INSTRUCTIONS FOR THE TASK => List every line of the entries below that contains the word "body", copying each such line in full.
________________
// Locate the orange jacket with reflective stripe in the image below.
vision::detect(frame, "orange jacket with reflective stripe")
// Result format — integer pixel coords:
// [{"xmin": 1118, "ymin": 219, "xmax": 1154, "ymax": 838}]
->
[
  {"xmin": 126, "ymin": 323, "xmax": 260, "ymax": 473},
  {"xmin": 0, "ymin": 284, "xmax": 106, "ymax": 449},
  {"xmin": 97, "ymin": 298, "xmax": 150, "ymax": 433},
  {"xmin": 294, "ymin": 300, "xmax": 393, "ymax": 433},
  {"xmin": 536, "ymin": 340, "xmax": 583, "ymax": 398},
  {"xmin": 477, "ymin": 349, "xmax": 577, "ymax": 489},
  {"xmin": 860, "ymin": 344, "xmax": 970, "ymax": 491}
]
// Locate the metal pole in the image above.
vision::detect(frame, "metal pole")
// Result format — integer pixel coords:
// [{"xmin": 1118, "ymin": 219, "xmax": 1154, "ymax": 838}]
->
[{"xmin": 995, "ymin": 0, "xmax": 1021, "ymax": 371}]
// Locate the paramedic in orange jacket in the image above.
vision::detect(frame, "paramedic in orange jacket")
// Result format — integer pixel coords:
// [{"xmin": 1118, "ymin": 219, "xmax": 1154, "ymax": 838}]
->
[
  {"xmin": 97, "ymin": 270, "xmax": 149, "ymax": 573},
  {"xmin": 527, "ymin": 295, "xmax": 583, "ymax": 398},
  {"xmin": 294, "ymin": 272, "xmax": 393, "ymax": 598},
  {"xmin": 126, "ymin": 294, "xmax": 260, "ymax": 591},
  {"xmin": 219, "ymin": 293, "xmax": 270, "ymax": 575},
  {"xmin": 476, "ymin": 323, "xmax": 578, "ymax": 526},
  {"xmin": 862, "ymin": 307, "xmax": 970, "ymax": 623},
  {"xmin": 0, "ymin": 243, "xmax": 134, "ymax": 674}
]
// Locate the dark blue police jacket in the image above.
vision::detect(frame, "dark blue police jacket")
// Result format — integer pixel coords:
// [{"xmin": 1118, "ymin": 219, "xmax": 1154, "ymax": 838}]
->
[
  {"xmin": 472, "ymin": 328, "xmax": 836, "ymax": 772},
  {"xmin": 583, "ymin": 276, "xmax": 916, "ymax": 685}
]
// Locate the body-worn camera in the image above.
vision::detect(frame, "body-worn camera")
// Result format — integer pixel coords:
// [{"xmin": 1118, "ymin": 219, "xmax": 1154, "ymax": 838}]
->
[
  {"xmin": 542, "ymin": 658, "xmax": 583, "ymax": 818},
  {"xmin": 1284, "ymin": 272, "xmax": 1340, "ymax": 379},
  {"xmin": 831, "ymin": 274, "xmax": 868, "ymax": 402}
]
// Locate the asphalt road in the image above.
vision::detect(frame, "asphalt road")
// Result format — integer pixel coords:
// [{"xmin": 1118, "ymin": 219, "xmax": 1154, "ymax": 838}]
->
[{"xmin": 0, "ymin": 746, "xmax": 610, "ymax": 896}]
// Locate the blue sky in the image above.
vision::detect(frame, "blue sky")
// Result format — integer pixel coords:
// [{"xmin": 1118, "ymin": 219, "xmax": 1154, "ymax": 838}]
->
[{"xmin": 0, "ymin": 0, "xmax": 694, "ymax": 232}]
________________
RESPONSE =>
// Locate the body-worn camera in the image above.
vision::detect(frame, "body-worn camera")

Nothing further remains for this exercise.